WHAT TO PRODUCE: Where a line below carries the word "lower", include it in the count, then give the count alone.

(DATA PROVIDED begins)

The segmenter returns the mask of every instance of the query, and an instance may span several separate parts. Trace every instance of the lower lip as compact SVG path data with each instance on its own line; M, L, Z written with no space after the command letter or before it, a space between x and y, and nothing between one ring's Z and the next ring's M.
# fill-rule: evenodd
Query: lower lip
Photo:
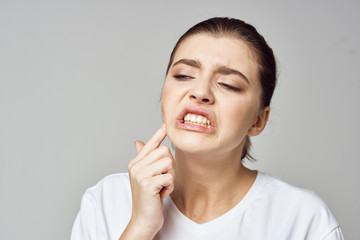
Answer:
M189 130L189 131L194 131L194 132L204 132L204 133L215 132L215 127L213 127L213 126L207 128L207 127L203 127L203 126L200 126L200 125L184 123L183 120L177 120L176 121L176 127L181 128L181 129L185 129L185 130Z

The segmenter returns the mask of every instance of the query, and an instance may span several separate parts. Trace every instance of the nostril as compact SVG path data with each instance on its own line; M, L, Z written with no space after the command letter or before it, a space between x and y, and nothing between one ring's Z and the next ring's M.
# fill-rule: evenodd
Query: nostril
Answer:
M202 103L210 103L213 101L212 98L208 97L208 96L197 96L196 94L191 94L189 95L190 99L196 102L202 102Z

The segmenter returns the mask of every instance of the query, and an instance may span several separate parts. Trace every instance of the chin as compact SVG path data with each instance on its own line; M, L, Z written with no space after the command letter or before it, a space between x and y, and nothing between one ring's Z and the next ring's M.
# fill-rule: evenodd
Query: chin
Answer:
M209 154L214 150L206 137L197 132L185 132L171 134L168 132L170 141L174 144L177 150L193 154Z
M181 152L183 152L185 154L191 154L191 155L209 155L209 154L211 155L211 152L214 149L207 149L207 148L204 148L202 146L181 144L181 145L175 145L175 150L176 151L181 151Z

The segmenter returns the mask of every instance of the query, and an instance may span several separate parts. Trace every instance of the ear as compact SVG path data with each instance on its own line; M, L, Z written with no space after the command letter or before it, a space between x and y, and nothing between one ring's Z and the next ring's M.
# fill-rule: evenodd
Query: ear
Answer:
M270 107L267 106L258 114L254 124L249 129L247 135L250 137L259 135L265 128L267 121L269 120Z

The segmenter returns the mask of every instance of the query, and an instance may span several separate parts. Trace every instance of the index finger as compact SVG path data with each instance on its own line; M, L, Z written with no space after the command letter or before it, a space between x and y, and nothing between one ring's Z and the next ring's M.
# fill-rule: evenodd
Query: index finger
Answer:
M154 135L152 135L152 137L145 143L145 146L141 149L138 157L142 159L144 156L157 149L165 137L166 125L163 123L161 127L154 133Z

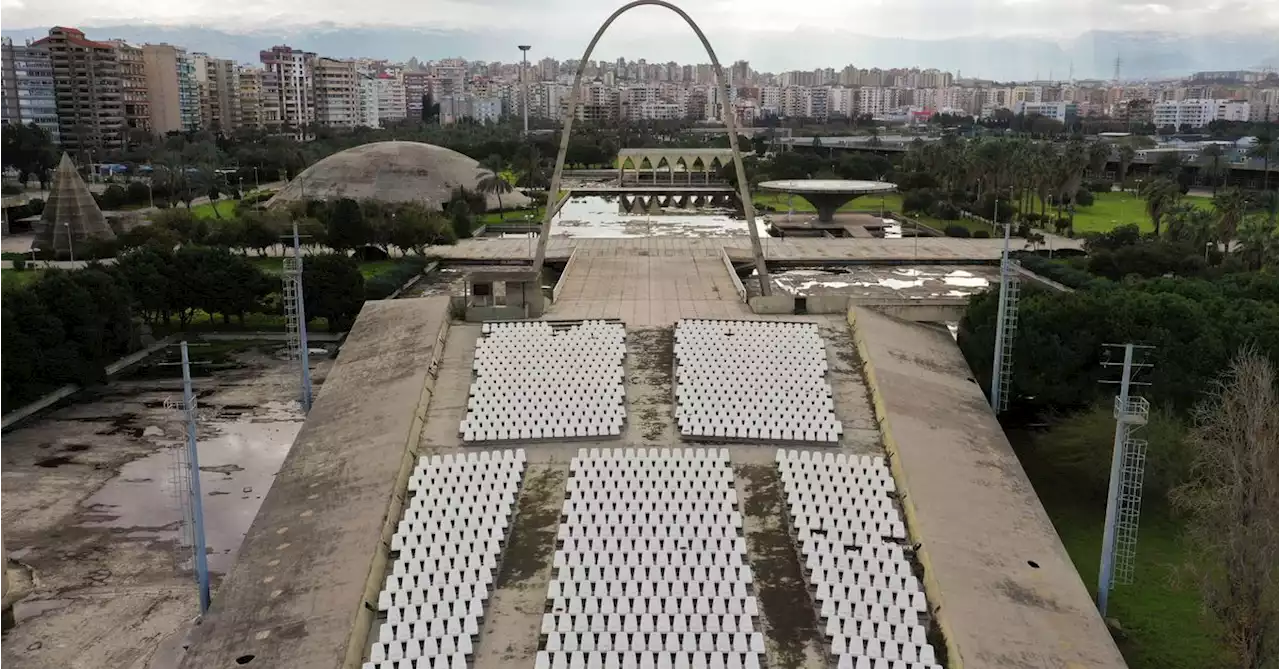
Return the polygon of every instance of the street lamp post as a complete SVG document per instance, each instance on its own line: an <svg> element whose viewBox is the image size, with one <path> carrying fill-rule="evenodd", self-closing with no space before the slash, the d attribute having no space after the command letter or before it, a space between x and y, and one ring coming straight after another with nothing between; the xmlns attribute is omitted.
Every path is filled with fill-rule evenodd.
<svg viewBox="0 0 1280 669"><path fill-rule="evenodd" d="M66 223L63 223L63 225L67 226L67 252L71 254L71 262L75 262L76 261L76 242L75 242L75 238L71 236L71 223L70 221L68 221Z"/></svg>
<svg viewBox="0 0 1280 669"><path fill-rule="evenodd" d="M528 44L520 45L520 107L524 113L524 134L529 135L529 82L525 79L525 72L529 69L529 49Z"/></svg>

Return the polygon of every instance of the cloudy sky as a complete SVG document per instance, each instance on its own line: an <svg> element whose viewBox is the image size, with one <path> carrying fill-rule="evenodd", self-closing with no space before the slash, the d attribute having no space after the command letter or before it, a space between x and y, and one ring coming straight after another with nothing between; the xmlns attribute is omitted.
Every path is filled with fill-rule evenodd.
<svg viewBox="0 0 1280 669"><path fill-rule="evenodd" d="M546 26L555 32L592 30L608 7L598 0L0 0L5 29L54 24L151 22L253 29L267 25L334 22L440 29L513 30ZM752 35L797 28L836 28L853 34L937 39L970 35L1035 34L1070 38L1093 29L1187 33L1276 31L1276 0L683 0L713 34ZM678 19L643 7L627 30L661 36Z"/></svg>

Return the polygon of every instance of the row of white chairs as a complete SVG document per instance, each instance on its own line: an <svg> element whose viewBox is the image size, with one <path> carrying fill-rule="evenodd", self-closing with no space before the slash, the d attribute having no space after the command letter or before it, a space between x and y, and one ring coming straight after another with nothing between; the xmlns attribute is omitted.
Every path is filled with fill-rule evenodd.
<svg viewBox="0 0 1280 669"><path fill-rule="evenodd" d="M509 439L562 439L578 437L617 437L622 434L622 421L605 425L543 425L521 429L465 428L462 440L505 441Z"/></svg>
<svg viewBox="0 0 1280 669"><path fill-rule="evenodd" d="M880 495L888 495L898 489L898 485L891 475L874 475L866 478L849 477L842 481L818 481L786 474L783 474L780 478L782 479L783 494L808 493L814 495L815 499L821 495L845 495L851 497L855 494L862 494L859 490L860 488L870 488L871 490L868 491L870 494L878 493ZM870 484L864 484L863 481L870 481Z"/></svg>
<svg viewBox="0 0 1280 669"><path fill-rule="evenodd" d="M378 608L390 608L390 606L382 606L382 598L384 596L393 598L400 592L420 593L428 604L467 602L473 599L483 601L489 598L489 588L483 583L435 586L431 585L431 576L429 574L425 577L422 574L417 576L389 575L382 583L382 592L378 593ZM394 599L390 601L394 602Z"/></svg>
<svg viewBox="0 0 1280 669"><path fill-rule="evenodd" d="M632 551L639 553L674 553L677 551L745 553L747 540L742 537L734 539L570 539L561 545L560 550L565 553L619 553Z"/></svg>
<svg viewBox="0 0 1280 669"><path fill-rule="evenodd" d="M828 629L831 630L832 634L835 632L843 633L845 626L855 625L864 620L873 623L889 623L890 625L919 625L922 613L912 607L910 602L907 602L906 606L898 606L899 603L901 602L881 606L880 604L863 602L855 604L841 602L840 606L836 606L836 602L826 599L822 600L818 611L819 615L827 621ZM844 608L846 606L848 608ZM856 629L856 627L853 629Z"/></svg>
<svg viewBox="0 0 1280 669"><path fill-rule="evenodd" d="M429 474L433 468L442 471L450 471L450 468L460 469L473 462L518 462L523 464L527 457L528 456L525 454L523 448L422 455L418 457L416 471L423 474Z"/></svg>
<svg viewBox="0 0 1280 669"><path fill-rule="evenodd" d="M942 669L936 662L907 662L906 660L871 659L856 655L840 655L836 659L836 669Z"/></svg>
<svg viewBox="0 0 1280 669"><path fill-rule="evenodd" d="M850 639L878 639L882 644L894 642L922 645L926 643L927 632L924 626L920 624L919 612L908 611L907 615L910 615L910 613L916 614L915 620L911 620L909 617L897 622L887 619L828 618L825 631L827 636L831 637L842 635Z"/></svg>
<svg viewBox="0 0 1280 669"><path fill-rule="evenodd" d="M468 641L470 641L470 637L480 633L479 625L478 616L436 618L430 622L422 620L417 622L385 622L378 626L378 641L382 643L391 643L393 641L431 640L437 650L434 652L424 653L430 657L440 654L441 652L457 652L456 650L440 649L440 640L446 638L457 640L458 638L465 636Z"/></svg>
<svg viewBox="0 0 1280 669"><path fill-rule="evenodd" d="M760 669L761 653L538 651L533 669Z"/></svg>
<svg viewBox="0 0 1280 669"><path fill-rule="evenodd" d="M579 448L577 457L570 462L575 471L581 467L592 469L608 466L612 460L652 460L664 466L681 467L690 460L714 460L729 462L727 448ZM640 465L638 465L640 466Z"/></svg>
<svg viewBox="0 0 1280 669"><path fill-rule="evenodd" d="M570 504L594 502L605 509L637 511L677 504L738 503L732 478L717 472L707 472L705 477L674 472L666 475L659 472L654 476L633 474L572 477L565 486L568 497L565 501Z"/></svg>
<svg viewBox="0 0 1280 669"><path fill-rule="evenodd" d="M726 439L766 439L769 441L813 441L834 444L843 433L840 422L834 421L828 429L803 430L792 427L754 427L744 425L705 425L701 423L683 422L680 435L683 437L717 437Z"/></svg>
<svg viewBox="0 0 1280 669"><path fill-rule="evenodd" d="M837 656L865 657L873 661L883 659L889 662L906 662L908 664L917 662L926 665L933 664L938 659L933 652L933 646L923 640L924 628L917 627L916 629L921 631L921 641L909 643L837 635L832 639L831 652Z"/></svg>
<svg viewBox="0 0 1280 669"><path fill-rule="evenodd" d="M361 665L361 669L467 669L467 656L456 654L437 655L436 657L420 657L416 660L365 662Z"/></svg>
<svg viewBox="0 0 1280 669"><path fill-rule="evenodd" d="M607 647L601 648L601 643ZM630 650L668 653L763 653L764 635L760 632L640 632L635 634L551 632L547 634L546 650L551 652Z"/></svg>
<svg viewBox="0 0 1280 669"><path fill-rule="evenodd" d="M448 494L445 492L447 487L444 490L437 490L440 490L441 494ZM516 491L479 494L466 491L459 492L457 495L447 501L440 500L442 503L439 506L409 509L413 513L404 514L403 519L396 525L396 529L406 532L418 529L418 526L423 529L465 529L482 526L485 523L503 522L511 515ZM475 515L467 515L464 509Z"/></svg>
<svg viewBox="0 0 1280 669"><path fill-rule="evenodd" d="M727 490L733 481L733 473L725 472L722 464L708 467L629 467L618 469L583 469L573 472L574 485L586 482L588 487L601 492L609 490L640 490L656 493L662 490L693 490L689 482L703 482L706 490Z"/></svg>
<svg viewBox="0 0 1280 669"><path fill-rule="evenodd" d="M648 614L693 616L760 615L755 597L556 597L550 600L555 613Z"/></svg>
<svg viewBox="0 0 1280 669"><path fill-rule="evenodd" d="M439 660L442 657L449 658L449 666L452 668L453 658L466 658L471 655L474 648L471 644L470 634L459 634L456 636L445 636L433 641L410 639L408 641L381 641L373 642L373 649L369 653L369 660L375 665L382 662L400 662L403 660L419 660L430 659ZM434 651L435 655L427 655L428 651ZM432 664L432 666L436 666ZM463 666L466 666L465 663Z"/></svg>
<svg viewBox="0 0 1280 669"><path fill-rule="evenodd" d="M750 583L751 570L739 569L745 567L745 560L742 554L738 554L738 560L741 564L733 565L734 569L715 569L713 571L697 571L694 567L673 567L667 566L576 566L576 567L555 567L556 578L565 585L564 582L580 583L588 582L618 582L627 587L631 583L640 584L641 594L649 596L649 592L669 592L674 583L690 583L693 582L693 576L702 576L698 583ZM687 571L683 571L687 570ZM585 576L585 578L584 578ZM648 585L646 585L646 583ZM610 586L612 587L612 586ZM661 590L665 588L666 590ZM548 589L548 592L555 590Z"/></svg>
<svg viewBox="0 0 1280 669"><path fill-rule="evenodd" d="M600 517L602 514L597 514ZM587 518L586 514L575 514L576 518ZM588 525L588 524L561 524L560 530L556 535L560 539L623 539L627 537L640 538L670 538L670 539L732 539L738 536L738 530L726 525L701 525L691 527L688 525L641 525L639 527L622 527L619 525ZM639 566L639 556L635 556L635 562L627 561L627 564Z"/></svg>
<svg viewBox="0 0 1280 669"><path fill-rule="evenodd" d="M556 567L587 567L603 569L623 566L631 562L629 555L635 551L600 552L595 551L556 551L554 562ZM684 550L646 551L640 553L641 567L738 567L742 565L742 552L730 549L722 552L692 552Z"/></svg>
<svg viewBox="0 0 1280 669"><path fill-rule="evenodd" d="M733 615L658 615L649 614L542 614L542 633L576 632L586 633L651 633L651 632L754 632L755 622L751 616Z"/></svg>
<svg viewBox="0 0 1280 669"><path fill-rule="evenodd" d="M428 553L428 557L453 557L459 554L458 546L501 540L506 533L507 523L495 521L489 523L488 527L476 523L471 527L424 530L418 534L405 533L397 536L400 536L401 541L404 542L403 548L427 548L439 551Z"/></svg>
<svg viewBox="0 0 1280 669"><path fill-rule="evenodd" d="M445 586L461 587L464 585L490 585L493 583L493 573L496 569L480 568L480 569L463 569L461 571L430 571L430 562L419 560L399 560L392 563L393 576L417 576L418 582L422 582L423 576L431 580L431 585L443 588Z"/></svg>
<svg viewBox="0 0 1280 669"><path fill-rule="evenodd" d="M431 557L429 555L431 552L430 546L419 546L418 548L426 548L426 550L417 554L412 552L412 550L402 551L400 554L395 556L395 560L403 561L406 566L410 562L418 562L422 565L422 574L428 576L434 574L449 574L451 572L463 572L469 569L475 571L479 571L481 569L492 570L498 563L498 556L488 551L466 553L463 555L450 555L448 557L443 555L439 557ZM424 558L422 557L423 554L427 554L427 556ZM391 576L397 575L392 574ZM420 574L413 574L413 576L417 577L420 576ZM423 582L426 583L427 581L429 581L429 578L425 579ZM388 581L388 583L390 583L390 581ZM405 589L407 590L408 588Z"/></svg>
<svg viewBox="0 0 1280 669"><path fill-rule="evenodd" d="M897 576L906 578L912 575L911 565L901 558L888 560L867 560L860 555L831 555L817 551L806 551L804 566L810 571L817 569L835 569L852 571L869 576Z"/></svg>
<svg viewBox="0 0 1280 669"><path fill-rule="evenodd" d="M446 558L466 558L469 555L498 554L502 549L501 539L486 539L476 541L464 541L461 543L436 546L418 546L417 548L405 548L396 556L393 564L399 565L400 569L404 569L410 562L427 563L422 568L433 568L433 561L443 560ZM448 555L446 555L448 553ZM443 563L439 563L443 564ZM404 572L395 574L403 576Z"/></svg>

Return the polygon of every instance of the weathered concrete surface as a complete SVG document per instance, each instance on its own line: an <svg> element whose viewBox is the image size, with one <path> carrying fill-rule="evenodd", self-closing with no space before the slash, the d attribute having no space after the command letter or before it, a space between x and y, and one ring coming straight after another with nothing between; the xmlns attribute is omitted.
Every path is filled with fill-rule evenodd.
<svg viewBox="0 0 1280 669"><path fill-rule="evenodd" d="M1080 248L1079 240L1070 240ZM1000 259L1004 241L1000 239L776 239L760 240L765 257L782 264L823 264L832 262L882 263L991 263ZM1055 248L1058 248L1055 246ZM1067 248L1066 246L1062 248ZM747 237L632 237L622 239L553 237L547 240L547 260L564 262L575 249L596 256L713 256L721 249L733 262L751 261ZM528 261L527 239L466 239L451 246L432 246L427 254L452 262Z"/></svg>
<svg viewBox="0 0 1280 669"><path fill-rule="evenodd" d="M628 327L671 325L681 318L740 318L724 262L685 255L597 256L579 252L549 318L619 318Z"/></svg>
<svg viewBox="0 0 1280 669"><path fill-rule="evenodd" d="M850 320L951 666L1124 667L955 342Z"/></svg>
<svg viewBox="0 0 1280 669"><path fill-rule="evenodd" d="M365 303L181 666L359 666L448 303Z"/></svg>

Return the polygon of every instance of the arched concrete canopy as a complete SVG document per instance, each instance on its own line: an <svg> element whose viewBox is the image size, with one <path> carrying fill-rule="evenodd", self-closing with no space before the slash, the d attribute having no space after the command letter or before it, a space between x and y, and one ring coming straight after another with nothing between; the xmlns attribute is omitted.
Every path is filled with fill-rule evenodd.
<svg viewBox="0 0 1280 669"><path fill-rule="evenodd" d="M551 197L559 197L560 180L564 175L565 154L569 152L569 137L573 133L573 120L578 114L579 91L582 88L582 75L586 72L587 62L591 59L591 52L595 50L596 43L600 41L600 37L604 35L604 31L618 19L619 16L625 14L628 10L643 5L656 5L658 7L666 7L675 12L684 19L685 23L693 29L698 36L698 40L702 42L703 48L707 50L707 56L711 58L711 68L716 75L716 88L719 90L728 90L728 83L724 76L724 68L720 67L720 59L716 57L716 52L711 48L711 42L707 41L707 36L703 34L702 29L697 23L685 13L683 9L666 2L666 0L633 0L617 11L609 15L604 23L600 25L600 29L596 31L591 42L587 44L587 50L583 52L582 58L578 60L578 71L573 77L573 87L569 89L569 109L564 115L564 129L560 132L560 151L556 155L556 168L551 173L551 185L547 189L547 193ZM742 164L742 152L738 150L738 123L733 117L733 108L730 105L723 105L725 129L729 133L729 150L733 154L734 171L738 177L738 194L742 199L742 210L746 214L747 232L751 236L751 254L755 258L756 274L760 278L760 294L770 295L773 293L769 280L769 268L765 266L764 250L760 246L760 233L756 230L756 208L751 202L751 190L747 183L747 170ZM704 163L706 161L703 161ZM538 250L533 257L533 269L535 272L542 271L542 263L547 257L547 240L551 237L551 219L555 216L555 212L559 207L555 206L548 200L546 214L542 218L542 232L538 235Z"/></svg>
<svg viewBox="0 0 1280 669"><path fill-rule="evenodd" d="M624 166L630 161L630 168L647 160L654 169L664 165L682 165L685 169L697 172L714 171L707 165L728 165L733 160L730 149L621 149L618 158ZM698 165L692 168L691 165Z"/></svg>

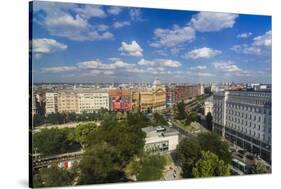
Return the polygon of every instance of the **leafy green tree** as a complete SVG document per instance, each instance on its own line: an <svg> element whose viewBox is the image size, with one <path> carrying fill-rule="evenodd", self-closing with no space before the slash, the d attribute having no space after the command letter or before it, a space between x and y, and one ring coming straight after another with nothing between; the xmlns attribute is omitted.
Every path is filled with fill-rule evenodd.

(DATA PROVIDED ends)

SOLUTION TO THIS EXERCISE: 2